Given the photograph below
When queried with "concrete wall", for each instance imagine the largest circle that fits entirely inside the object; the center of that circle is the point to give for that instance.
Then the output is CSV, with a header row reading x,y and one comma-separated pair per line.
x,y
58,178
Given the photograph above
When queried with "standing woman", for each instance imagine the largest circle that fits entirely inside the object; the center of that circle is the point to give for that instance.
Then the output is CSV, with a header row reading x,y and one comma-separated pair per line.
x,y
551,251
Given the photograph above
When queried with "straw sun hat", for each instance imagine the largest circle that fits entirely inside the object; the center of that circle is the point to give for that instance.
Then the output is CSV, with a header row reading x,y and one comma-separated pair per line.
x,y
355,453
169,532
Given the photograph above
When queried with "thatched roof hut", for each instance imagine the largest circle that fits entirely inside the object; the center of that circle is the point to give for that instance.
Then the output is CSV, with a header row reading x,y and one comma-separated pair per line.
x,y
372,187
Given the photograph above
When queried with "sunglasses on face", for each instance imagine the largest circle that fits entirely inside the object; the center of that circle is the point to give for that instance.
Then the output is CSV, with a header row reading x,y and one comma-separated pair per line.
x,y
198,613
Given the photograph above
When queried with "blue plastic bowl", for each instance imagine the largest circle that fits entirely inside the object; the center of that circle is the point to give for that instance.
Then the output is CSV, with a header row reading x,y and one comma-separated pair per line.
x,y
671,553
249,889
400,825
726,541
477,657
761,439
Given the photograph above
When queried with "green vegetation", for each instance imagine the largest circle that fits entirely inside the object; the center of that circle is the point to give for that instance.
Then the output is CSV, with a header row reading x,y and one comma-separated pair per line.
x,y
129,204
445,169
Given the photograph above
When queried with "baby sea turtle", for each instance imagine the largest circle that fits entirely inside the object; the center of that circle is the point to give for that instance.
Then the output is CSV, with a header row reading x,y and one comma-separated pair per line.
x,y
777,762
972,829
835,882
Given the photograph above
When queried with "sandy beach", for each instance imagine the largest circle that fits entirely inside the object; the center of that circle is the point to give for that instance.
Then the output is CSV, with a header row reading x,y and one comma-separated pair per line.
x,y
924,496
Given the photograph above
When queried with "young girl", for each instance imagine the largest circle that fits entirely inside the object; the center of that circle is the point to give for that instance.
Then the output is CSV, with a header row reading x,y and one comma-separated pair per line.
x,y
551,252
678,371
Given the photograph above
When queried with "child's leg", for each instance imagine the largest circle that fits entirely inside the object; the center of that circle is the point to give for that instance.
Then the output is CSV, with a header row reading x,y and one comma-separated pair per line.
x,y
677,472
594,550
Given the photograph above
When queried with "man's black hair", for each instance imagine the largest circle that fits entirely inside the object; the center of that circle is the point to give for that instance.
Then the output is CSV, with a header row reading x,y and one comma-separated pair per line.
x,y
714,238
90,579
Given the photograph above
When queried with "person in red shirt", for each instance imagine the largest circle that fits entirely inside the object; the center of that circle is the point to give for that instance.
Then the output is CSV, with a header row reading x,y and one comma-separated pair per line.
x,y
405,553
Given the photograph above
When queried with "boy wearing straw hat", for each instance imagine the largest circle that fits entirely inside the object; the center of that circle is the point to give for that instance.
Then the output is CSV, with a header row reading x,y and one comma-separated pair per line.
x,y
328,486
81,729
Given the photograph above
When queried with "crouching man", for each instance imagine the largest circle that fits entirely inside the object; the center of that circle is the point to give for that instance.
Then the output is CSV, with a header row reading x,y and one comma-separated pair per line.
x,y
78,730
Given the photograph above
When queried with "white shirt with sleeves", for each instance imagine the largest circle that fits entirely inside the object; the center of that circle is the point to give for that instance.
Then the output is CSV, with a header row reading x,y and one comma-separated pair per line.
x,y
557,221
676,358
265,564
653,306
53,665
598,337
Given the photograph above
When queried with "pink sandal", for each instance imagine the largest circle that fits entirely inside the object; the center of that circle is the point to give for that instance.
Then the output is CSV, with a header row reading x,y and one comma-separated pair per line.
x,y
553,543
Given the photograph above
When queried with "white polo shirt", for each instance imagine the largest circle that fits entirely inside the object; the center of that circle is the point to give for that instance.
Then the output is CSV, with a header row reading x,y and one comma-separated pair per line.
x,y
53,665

◆ ◆ ◆ ◆ ◆

# Goal
Select every line in the records above that contains the word "white", and copy each of those lines in full. The match is case-sensitive.

# Complete response
When queried with "white shirt with sleeves", for each instance imagine the largest circle that fits entirely inside the object; the center of that circle is the point to give for that instance.
When queried with "white polo shirt", for each instance imagine the largest circle that fits entirely inside the object; the center of that circle is the point to give for that instance.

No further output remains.